Pointing dataset lines
• • • • •

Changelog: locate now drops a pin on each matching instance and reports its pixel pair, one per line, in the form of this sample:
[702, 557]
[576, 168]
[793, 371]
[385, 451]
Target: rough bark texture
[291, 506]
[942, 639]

• • • • •

● EXERCISE DIRECTIONS:
Render the lines above as a Markdown table with two columns, Row and Line, numbering each line in order and omitting any blank lines.

● OUTPUT FOR THIS TASK:
| Row | Line |
|---|---|
| 1 | Changelog: locate now drops a pin on each matching instance and reports its pixel pair, one per line, in the form of this sample: |
| 2 | [702, 557] |
| 3 | [576, 168] |
| 4 | [793, 371] |
| 5 | [385, 451] |
| 6 | Target: rough bark texture |
| 7 | [291, 506] |
| 8 | [942, 639] |